(Beginning of Entries supplied)
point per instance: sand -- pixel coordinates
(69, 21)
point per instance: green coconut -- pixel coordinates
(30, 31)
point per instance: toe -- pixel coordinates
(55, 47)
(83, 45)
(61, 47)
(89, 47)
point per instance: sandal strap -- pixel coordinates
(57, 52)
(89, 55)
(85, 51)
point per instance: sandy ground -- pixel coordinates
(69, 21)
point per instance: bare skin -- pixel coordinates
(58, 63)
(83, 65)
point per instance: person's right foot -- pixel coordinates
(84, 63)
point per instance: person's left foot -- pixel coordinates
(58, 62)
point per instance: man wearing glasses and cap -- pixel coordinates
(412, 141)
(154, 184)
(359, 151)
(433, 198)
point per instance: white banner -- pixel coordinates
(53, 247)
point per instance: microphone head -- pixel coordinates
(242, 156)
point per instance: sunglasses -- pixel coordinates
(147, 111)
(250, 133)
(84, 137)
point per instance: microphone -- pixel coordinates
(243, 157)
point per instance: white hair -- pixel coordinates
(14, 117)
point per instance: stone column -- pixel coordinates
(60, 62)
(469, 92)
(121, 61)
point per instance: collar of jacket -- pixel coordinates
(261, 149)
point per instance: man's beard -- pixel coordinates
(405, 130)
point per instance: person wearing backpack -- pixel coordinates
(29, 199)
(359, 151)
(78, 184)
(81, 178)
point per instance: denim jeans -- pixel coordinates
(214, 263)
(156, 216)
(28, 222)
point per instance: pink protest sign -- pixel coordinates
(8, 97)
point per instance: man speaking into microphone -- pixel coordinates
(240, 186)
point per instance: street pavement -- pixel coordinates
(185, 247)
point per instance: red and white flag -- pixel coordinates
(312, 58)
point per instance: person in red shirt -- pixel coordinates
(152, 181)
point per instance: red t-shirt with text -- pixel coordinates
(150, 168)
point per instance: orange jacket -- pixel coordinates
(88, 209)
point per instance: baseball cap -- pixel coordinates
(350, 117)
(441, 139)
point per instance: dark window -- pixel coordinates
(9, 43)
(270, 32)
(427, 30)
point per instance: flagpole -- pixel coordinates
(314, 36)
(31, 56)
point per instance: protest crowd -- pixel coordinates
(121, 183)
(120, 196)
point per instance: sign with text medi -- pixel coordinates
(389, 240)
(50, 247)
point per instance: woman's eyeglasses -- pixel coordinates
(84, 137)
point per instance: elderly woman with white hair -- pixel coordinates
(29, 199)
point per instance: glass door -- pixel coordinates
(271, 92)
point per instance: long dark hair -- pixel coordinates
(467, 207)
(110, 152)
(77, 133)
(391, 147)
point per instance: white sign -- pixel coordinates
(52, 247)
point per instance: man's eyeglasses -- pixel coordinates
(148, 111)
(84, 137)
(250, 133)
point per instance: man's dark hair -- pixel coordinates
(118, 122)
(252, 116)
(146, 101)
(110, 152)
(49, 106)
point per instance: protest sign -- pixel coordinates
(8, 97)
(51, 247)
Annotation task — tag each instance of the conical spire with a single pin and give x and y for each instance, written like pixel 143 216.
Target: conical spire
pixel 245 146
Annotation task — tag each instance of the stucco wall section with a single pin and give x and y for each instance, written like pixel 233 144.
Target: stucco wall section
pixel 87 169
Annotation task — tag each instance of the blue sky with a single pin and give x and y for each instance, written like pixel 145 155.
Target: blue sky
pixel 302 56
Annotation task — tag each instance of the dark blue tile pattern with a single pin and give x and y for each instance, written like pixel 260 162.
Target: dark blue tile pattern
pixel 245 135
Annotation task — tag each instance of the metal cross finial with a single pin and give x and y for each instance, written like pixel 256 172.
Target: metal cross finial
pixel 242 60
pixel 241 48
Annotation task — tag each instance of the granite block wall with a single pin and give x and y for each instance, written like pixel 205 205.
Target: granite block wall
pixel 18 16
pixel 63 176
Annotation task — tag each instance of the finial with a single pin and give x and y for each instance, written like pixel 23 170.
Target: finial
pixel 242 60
(End of Entries supplied)
● **What you should do**
Letter for letter, copy all of the entries above.

● **Reply to the exercise**
point per instance: sand -- pixel coordinates
(69, 21)
point per instance: green coconut -- pixel coordinates
(30, 31)
point per instance: toe -- pixel coordinates
(55, 47)
(83, 45)
(61, 47)
(89, 47)
point per instance: sandal strap -- pixel coordinates
(57, 52)
(89, 55)
(85, 51)
point per instance: sandy ground -- pixel coordinates
(69, 21)
point per instance: bare skin -- pixel coordinates
(58, 63)
(83, 65)
point per instance: person's right foot -- pixel coordinates
(84, 63)
point per instance: person's left foot -- pixel coordinates
(58, 62)
point per instance: man wearing glasses and cap -- pixel coordinates
(412, 141)
(154, 184)
(359, 151)
(433, 198)
point per instance: white banner -- pixel coordinates
(53, 247)
point per instance: microphone head -- pixel coordinates
(242, 156)
point per instance: sunglasses -- pixel coordinates
(147, 111)
(250, 133)
(84, 137)
point per instance: microphone -- pixel coordinates
(243, 157)
point per instance: white hair -- pixel coordinates
(14, 117)
point per instance: stone column -- pixel coordinates
(60, 62)
(469, 92)
(121, 61)
point per instance: collar of jacket -- pixel coordinates
(261, 149)
point per instance: man's beard -- pixel coordinates
(405, 130)
point per instance: person wearing backpack -- pixel coordinates
(29, 199)
(359, 151)
(78, 184)
(81, 178)
point per instance: denim jeans -- pixel coordinates
(214, 263)
(156, 216)
(28, 222)
point per instance: pink protest sign -- pixel coordinates
(8, 97)
point per instance: man speaking into microphone -- pixel coordinates
(240, 186)
point per instance: street pavement -- pixel coordinates
(185, 247)
point per instance: red and white flag -- pixel coordinates
(312, 58)
point per instance: person in red shirt -- pixel coordinates
(152, 181)
point per instance: red t-shirt with text -- pixel coordinates
(150, 168)
point per instance: orange jacket -- pixel coordinates
(88, 209)
point per instance: baseball cap -- pixel coordinates
(350, 117)
(441, 139)
point per instance: dark window -- pixel coordinates
(9, 43)
(270, 32)
(427, 30)
point per instance: flagpole -- pixel coordinates
(314, 36)
(31, 56)
point per instance: protest crowd -- pixel coordinates
(121, 183)
(120, 196)
point per instance: sign with text medi -- pixel coordinates
(389, 240)
(50, 247)
point per instance: woman's eyeglasses -- pixel coordinates
(84, 137)
point per instance: elderly woman with white hair -- pixel coordinates
(29, 199)
point per instance: glass door -- pixel coordinates
(271, 92)
point per instance: long dark hair -- pixel coordinates
(467, 207)
(110, 152)
(77, 133)
(391, 147)
point per instance: white sign -- pixel coordinates
(52, 247)
point per instance: man's eyeglasses -- pixel coordinates
(148, 111)
(84, 137)
(250, 133)
point per instance: man's dark hair -- pixel coordinates
(118, 122)
(252, 116)
(146, 101)
(110, 152)
(49, 106)
point per instance: protest sign -- pixel coordinates
(8, 97)
(51, 247)
Annotation task — tag each instance of the conical spire with a single pin and give x and y for each instance, written like pixel 143 216.
Target: conical spire
pixel 245 146
Annotation task — tag each instance of the stucco wall section with a single pin and give x and y for each instance, written like pixel 233 144.
Target: stucco wall section
pixel 87 169
Annotation task — tag each instance of the blue sky with a single pin and give x and y for each instance, written like pixel 145 155.
Target: blue sky
pixel 302 56
Annotation task — tag each instance of the dark blue tile pattern with a single pin and give x and y for each instance, written like pixel 260 162.
Target: dark blue tile pattern
pixel 245 135
Annotation task — tag each instance of the metal cross finial with a single pin and give x and y for each instance, written like pixel 256 172.
Target: metal cross finial
pixel 242 60
pixel 241 48
Annotation task — tag each instance of the granite block wall with a single pin and give x and y for each instance, written like pixel 205 205.
Target: granite block wall
pixel 18 16
pixel 63 176
Annotation task — tag each instance of the finial with a single pin and give x and y for each instance, written like pixel 23 170.
Target: finial
pixel 242 60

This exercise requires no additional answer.